══ TEXT EXCERPT

Choosing a model affects speed, RAM use, and quality. Prefer the smallest model that still meets your task; larger models cost more memory and latency for often marginal gains.
TL;DR
Solid default (~2 GB chat model):
huggingface:bartowski/Qwen_Qwen3-4B-GGUF/Qwen_Qwen3-4B-Q4_K_M.gguf
Smaller and faster:
huggingface:bartowski/Qwen_Qwen3-0.6B-GGUF/Qwen_Qwen3-0.6B-Q4_K_M.gguf
Pass these wherever Quaynor expects a model path (Chat, Model, Encoder, etc.). First use triggers a download; later loads read from cache and work offline.
Getting a model
Quaynor can fetch GGUF weights from Hugging Face. Pass a huggingface: URI instead of a local path:
huggingface:owner/repo/filename.gguf
Files are downloaded once and cached — after that, no network is needed for that model. hf: is accepted as shorthand.
You can pass any https:// URL if the server serves a GGUF directly, or keep using ordinary filesystem paths if you manage files yourself.
Common starting points for GGUF mirrors: Bartowski, Unsloth, and Qwen. Most public .gguf files on Hugging Face work; odd exports sometimes fail — Quaynor surfaces a clear error when something is incompatible.

════
══ SOURCE MATERIAL

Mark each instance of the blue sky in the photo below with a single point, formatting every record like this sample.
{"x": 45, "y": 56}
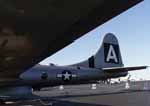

════

EXERCISE TASKS.
1. Summarize the page on choosing a Quaynor model in two sentences.
2. From the page on choosing a Quaynor model, quote the stretch from "Choosing a model" through "and work offline.".
3. Write what comes next in the page on choosing a Quaynor model, picking up after its final sentence.

RESPONSE LIST.
1. Model choice affects speed, RAM use, and quality, so the page advises using the smallest model that still meets the task, with a roughly 2 GB Qwen3 4B chat model as a solid default and a Qwen3 0.6B model as a smaller, faster option. Quaynor can download GGUF weights from Hugging Face through a huggingface: (or hf:) URI and cache them so later loads work offline, and it also accepts direct https:// URLs or ordinary filesystem paths.

2.
Choosing a model affects speed, RAM use, and quality. Prefer the smallest model that still meets your task; larger models cost more memory and latency for often marginal gains.
TL;DR
Solid default (~2 GB chat model):
huggingface:bartowski/Qwen_Qwen3-4B-GGUF/Qwen_Qwen3-4B-Q4_K_M.gguf
Smaller and faster:
huggingface:bartowski/Qwen_Qwen3-0.6B-GGUF/Qwen_Qwen3-0.6B-Q4_K_M.gguf
Pass these wherever Quaynor expects a model path (Chat, Model, Encoder, etc.). First use triggers a download; later loads read from cache and work offline.

3.
Understanding file names
A typical chat filename looks like Qwen_Qwen3-0.6B-Q4_K_M.gguf:
| Segment | Meaning |
|---|---|
Qwen |
Publisher or family |
Qwen3 |
Release line |
0.6B |
Size in billions of parameters |
Q4 |
Quantization level (bits per weight, approximately) |
K_M |
Quant variant (e.g. S faster / rougher, L slower / sharper, M balanced) |
For chat, use instruction-tuned GGUF builds that include a chat template in metadata. That matches typical Hugging Face chat releases. Quaynor errors early if the template cannot be applied.
For embeddings or reranking / cross-encoder tasks, choose models labeled for those jobs; reranking models sometimes appear under “reranker” or “cross-encoder” names.
Quantization
Quantization stores weights in fewer bits so models use less RAM and often run faster, with small quality trade-offs. Q4 and Q5 tiers are typical sweet spots for chat.
Rough rule: prefer more parameters at lower bit width over fewer parameters at higher precision unless you have benchmarks saying otherwise — but task-specific testing beats rules of thumb.
Estimating memory
Approximate VRAM/RAM demand scales with parameter count × effective bytes per parameter from quantization. Illustrative anchors:
| Example | Rough RAM |
|---|---|
| 2 B params @ Q8 | ~2 GB |
| 2 B @ Q4 | ~1 GB |
| 14 B @ Q4 | ~7 GB |
| 14 B @ Q2 | ~3.5 GB |
Treat these as order-of-magnitude guides; backends and KV cache add overhead.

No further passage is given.